(Entries drawn from a collection)
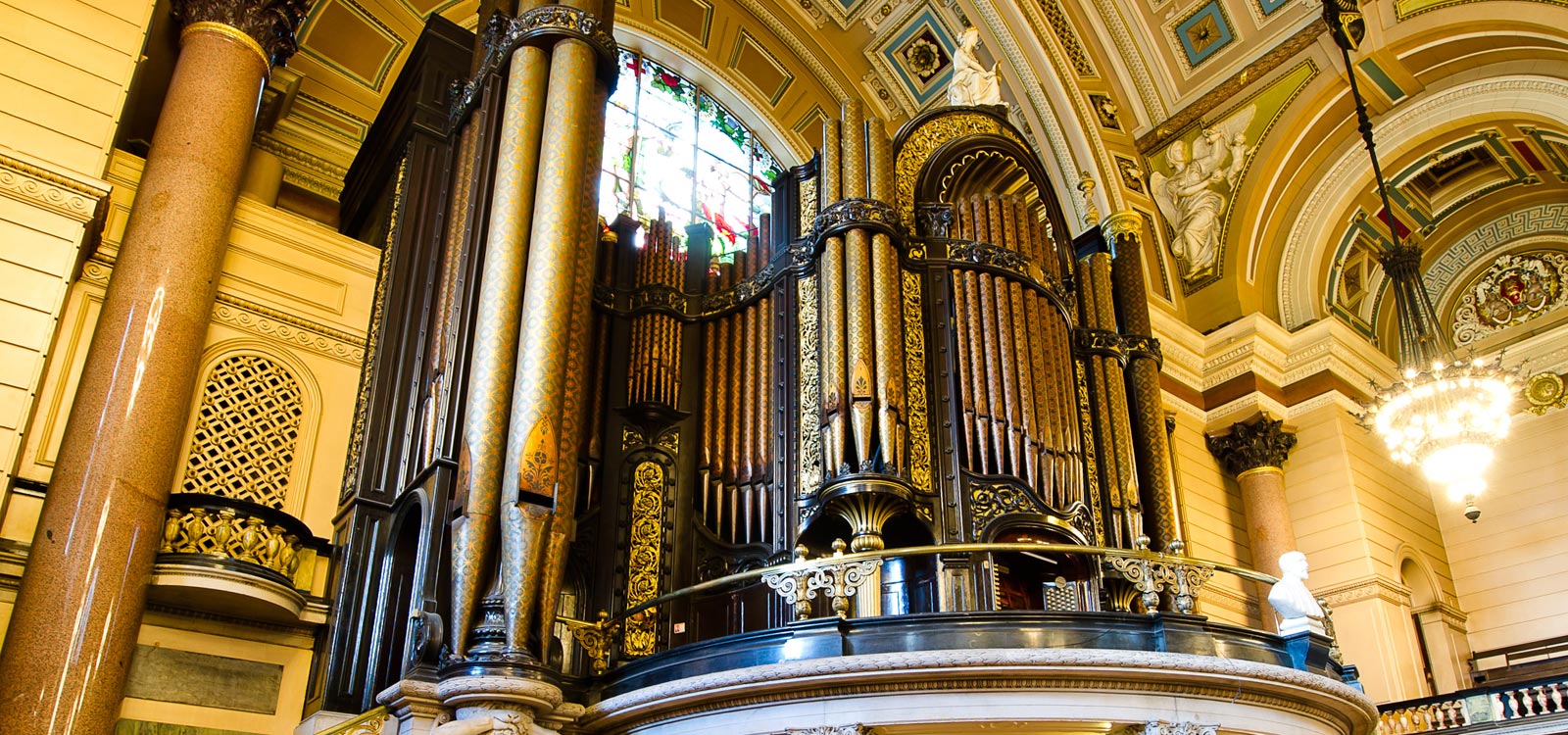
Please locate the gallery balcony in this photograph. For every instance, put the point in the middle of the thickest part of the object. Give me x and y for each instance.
(237, 560)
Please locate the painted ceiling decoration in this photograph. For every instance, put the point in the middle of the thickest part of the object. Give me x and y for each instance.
(1212, 120)
(1515, 289)
(1204, 33)
(917, 55)
(1196, 177)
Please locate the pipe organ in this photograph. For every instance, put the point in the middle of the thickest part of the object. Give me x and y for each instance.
(909, 350)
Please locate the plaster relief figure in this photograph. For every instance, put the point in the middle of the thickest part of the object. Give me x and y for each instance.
(972, 83)
(1191, 198)
(1293, 602)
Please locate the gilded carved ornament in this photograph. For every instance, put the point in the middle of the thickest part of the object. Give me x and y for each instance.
(1544, 392)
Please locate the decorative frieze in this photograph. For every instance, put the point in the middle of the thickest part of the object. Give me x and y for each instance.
(43, 188)
(271, 24)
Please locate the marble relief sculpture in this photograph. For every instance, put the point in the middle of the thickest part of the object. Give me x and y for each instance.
(1189, 196)
(972, 83)
(1293, 602)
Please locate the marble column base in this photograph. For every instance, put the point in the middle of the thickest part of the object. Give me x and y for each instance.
(499, 704)
(416, 704)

→ Requirements: Substitute "image" for "photograph" throughout the material above, leaving every other word as it is, and omit the pictures from your answer.

→ Task answer:
Please locate the gallery balcony in this image. For every instance, put the point in the middle of the thickest part of the object. Give me x and y for each instance.
(237, 560)
Please locate the painted ceiling decoration in this image. For every instance, put the point in the middle of the thickest part of the object. Give me x and y for each instance.
(1212, 120)
(1515, 289)
(1204, 33)
(917, 55)
(1196, 177)
Please locate the pipe organ in this image. For every instance, put the point in the middle of the thickest part of the object. Give me x and y for each instance.
(909, 350)
Please locate the plaster relief figure in this image. For every instance, put the point in the middle of the thickest part of the object. Give me x and y for each instance.
(972, 83)
(1191, 198)
(1293, 602)
Please locate the gilded carved ornament in this image. For every instance, put the point in the middle of the thickest part of the object. Give me x and y for each instance.
(1544, 392)
Please locate the decorative frieze in this image. For every instance, put the point in the middle of the thickest part of the object. Give me x and y for each instance.
(43, 188)
(271, 24)
Please locate the marble relief sculpture in this image. For every instance, put the point in the middle of the thickest part of the object. Give me x and y for each instance.
(1189, 196)
(972, 83)
(1293, 602)
Please locate the marble column base in this image. For every instance, put the point in the middle of the thickest part of the object. Give me x and y for each instance.
(499, 704)
(416, 704)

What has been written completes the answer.